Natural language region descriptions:
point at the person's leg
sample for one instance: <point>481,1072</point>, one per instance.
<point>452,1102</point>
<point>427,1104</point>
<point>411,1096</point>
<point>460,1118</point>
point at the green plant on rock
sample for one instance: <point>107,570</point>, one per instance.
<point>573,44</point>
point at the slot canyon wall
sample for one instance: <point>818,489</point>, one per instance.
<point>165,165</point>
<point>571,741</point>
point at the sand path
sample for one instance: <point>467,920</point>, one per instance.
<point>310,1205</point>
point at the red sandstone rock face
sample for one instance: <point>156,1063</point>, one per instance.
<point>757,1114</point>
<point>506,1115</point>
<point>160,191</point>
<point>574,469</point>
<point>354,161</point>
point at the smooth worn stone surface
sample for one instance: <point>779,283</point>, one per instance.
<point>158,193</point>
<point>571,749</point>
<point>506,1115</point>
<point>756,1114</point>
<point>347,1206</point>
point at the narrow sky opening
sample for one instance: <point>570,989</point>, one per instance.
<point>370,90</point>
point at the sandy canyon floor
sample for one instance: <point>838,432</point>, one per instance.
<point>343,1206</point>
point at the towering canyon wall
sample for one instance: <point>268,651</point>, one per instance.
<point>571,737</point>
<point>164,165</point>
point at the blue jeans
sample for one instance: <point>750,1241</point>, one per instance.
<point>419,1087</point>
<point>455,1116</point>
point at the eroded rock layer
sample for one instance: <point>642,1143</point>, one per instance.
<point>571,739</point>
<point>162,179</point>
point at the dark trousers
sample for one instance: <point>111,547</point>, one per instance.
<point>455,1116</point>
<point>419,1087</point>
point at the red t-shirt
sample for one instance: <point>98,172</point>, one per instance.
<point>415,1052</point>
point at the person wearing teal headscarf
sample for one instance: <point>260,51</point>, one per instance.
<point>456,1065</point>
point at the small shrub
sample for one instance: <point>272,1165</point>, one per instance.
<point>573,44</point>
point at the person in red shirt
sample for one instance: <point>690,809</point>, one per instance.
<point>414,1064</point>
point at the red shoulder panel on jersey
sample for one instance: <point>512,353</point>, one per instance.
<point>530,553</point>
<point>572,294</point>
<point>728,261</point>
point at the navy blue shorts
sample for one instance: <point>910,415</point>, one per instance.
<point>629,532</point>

WORK TO BE COMPLETED: All of the data must be returned exactly.

ANSWER SPACE:
point at the person's leg
sample for one instance: <point>481,1072</point>, one per instance.
<point>452,1102</point>
<point>427,1104</point>
<point>411,1096</point>
<point>460,1118</point>
point at the green plant on rock
sample for one instance: <point>107,570</point>, one per instance.
<point>573,44</point>
point at the slot canyon wall
sample for one instance: <point>818,489</point>, one per instance.
<point>165,165</point>
<point>571,741</point>
point at the sand path
sample for one instance: <point>467,920</point>, one per instance.
<point>310,1205</point>
point at the red sandstone rock face
sample for one instance: <point>156,1063</point>, one per instance.
<point>757,1114</point>
<point>506,1115</point>
<point>160,191</point>
<point>574,469</point>
<point>354,161</point>
point at the smooth worn stone surface
sample for one instance: <point>779,283</point>, one per instance.
<point>158,193</point>
<point>571,749</point>
<point>506,1115</point>
<point>756,1114</point>
<point>347,1206</point>
point at the narrow sky opening
sample for one instance: <point>570,989</point>, one per instance.
<point>370,90</point>
point at the sandy canyon floor
sample for one instance: <point>838,432</point>, one per instance.
<point>343,1206</point>
point at the towering canyon wall
sample for one instance: <point>268,651</point>, one per instance.
<point>571,737</point>
<point>164,165</point>
point at the blue jeans
sample for one instance: <point>750,1241</point>, one per instance.
<point>419,1087</point>
<point>455,1116</point>
point at the eroded rock layer
sample for one instance: <point>642,1143</point>, one per instance.
<point>571,739</point>
<point>162,179</point>
point at the dark trousers
sample for one instance: <point>111,547</point>, one per instance.
<point>455,1116</point>
<point>419,1087</point>
point at the red t-shirt
sample for one instance: <point>98,172</point>, one per instance.
<point>415,1052</point>
point at the person wearing teal headscarf
sample for one instance: <point>260,51</point>, one per instance.
<point>456,1065</point>
point at the small shrub
sample for one instance: <point>272,1165</point>, one per instance.
<point>573,44</point>
point at the person in red shirt
sample for one instance: <point>690,809</point>, one per instance.
<point>414,1064</point>
point at the red shoulder panel on jersey
sample for one instance: <point>512,353</point>, one per instance.
<point>530,553</point>
<point>572,294</point>
<point>728,261</point>
point at the navy blue shorts
sample for one instance: <point>910,415</point>, one per instance.
<point>629,532</point>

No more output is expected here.